Three bones, the humerus, radius and ulna, make up the elbow joint. Elbow fractures may occur from trauma, resulting from various reasons; some of them being a fall on an outstretched arm, a direct blow to the elbow, or an abnormal twist to the joint beyond its functional limit. The types of elbow fractures include:
- Radial head and neck fractures: Fractures in the head portion of the radius bone are referred to as radial head and neck fractures.
- Olecranon fractures: These are the most common elbow fractures, occurring at the bony prominence of the ulna.
- Distal humerus fractures: These fractures are common in children and elderly people. Nerves and arteries in the joint may sometimes be injured in these fractures.
Symptoms of an elbow fracture include pain, bruising, stiffness, swelling in and around the elbow, a popping or cracking sound, numbness or weakness in the arm, wrist and hand, and deformity of the elbow bones.

Extracted information:
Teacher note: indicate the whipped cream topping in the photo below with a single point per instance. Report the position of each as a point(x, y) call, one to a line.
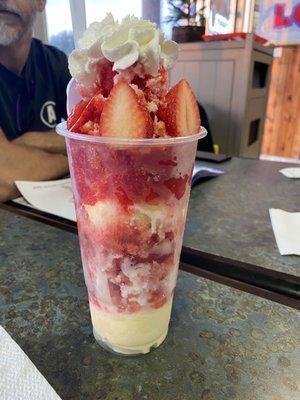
point(123, 43)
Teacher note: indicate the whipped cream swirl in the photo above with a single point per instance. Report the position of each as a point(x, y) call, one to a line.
point(123, 43)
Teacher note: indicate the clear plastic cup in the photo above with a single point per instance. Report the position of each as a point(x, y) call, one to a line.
point(131, 198)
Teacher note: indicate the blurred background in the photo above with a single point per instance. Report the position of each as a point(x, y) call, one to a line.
point(242, 58)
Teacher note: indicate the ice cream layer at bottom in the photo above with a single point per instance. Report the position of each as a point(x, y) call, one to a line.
point(131, 333)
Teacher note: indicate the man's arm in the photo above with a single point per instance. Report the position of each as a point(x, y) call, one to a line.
point(22, 162)
point(47, 141)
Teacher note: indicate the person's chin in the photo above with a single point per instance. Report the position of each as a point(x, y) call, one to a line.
point(8, 34)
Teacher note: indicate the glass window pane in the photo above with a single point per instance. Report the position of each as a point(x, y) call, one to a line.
point(96, 10)
point(59, 25)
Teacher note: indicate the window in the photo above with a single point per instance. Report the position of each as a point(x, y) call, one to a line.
point(59, 25)
point(66, 20)
point(97, 9)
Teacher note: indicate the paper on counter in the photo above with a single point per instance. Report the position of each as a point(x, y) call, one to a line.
point(293, 172)
point(54, 197)
point(19, 378)
point(286, 228)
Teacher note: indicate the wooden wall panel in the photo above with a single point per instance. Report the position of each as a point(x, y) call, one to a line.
point(282, 124)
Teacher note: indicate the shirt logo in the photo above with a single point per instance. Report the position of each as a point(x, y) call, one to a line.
point(48, 115)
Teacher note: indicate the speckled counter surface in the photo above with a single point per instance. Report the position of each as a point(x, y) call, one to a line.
point(229, 215)
point(222, 344)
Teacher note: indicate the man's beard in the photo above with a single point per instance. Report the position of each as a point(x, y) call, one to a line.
point(9, 35)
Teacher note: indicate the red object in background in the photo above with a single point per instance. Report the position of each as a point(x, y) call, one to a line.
point(232, 36)
point(281, 20)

List of tasks:
- a) According to the text on elbow fractures, how do these fractures come about? Answer in one to three sentences.
- b) Continue the text on elbow fractures, starting after its final sentence.

Solved problems:
- a) Elbow fractures result from trauma. Examples include a fall on an outstretched arm, a direct blow to the elbow, or an abnormal twist that forces the joint beyond its functional limit.

- b)
To diagnose an elbow fracture X-rays of the joint are taken. In some cases, a CT scan may be needed to view the details of the joint surface.
The aim of treatment is to maximise early motion and to reduce the risk of stiffness. Nonsurgical treatment options include pain medication, ice application, the use of a splint or a sling to immobilise the elbow during the healing process and physiotherapy. Surgery is indicated in displaced and open fractures to realign the bones and stabilise the joint with screws, plates, pins and wires. Strengthening exercises are then recommended to improve the range of motion.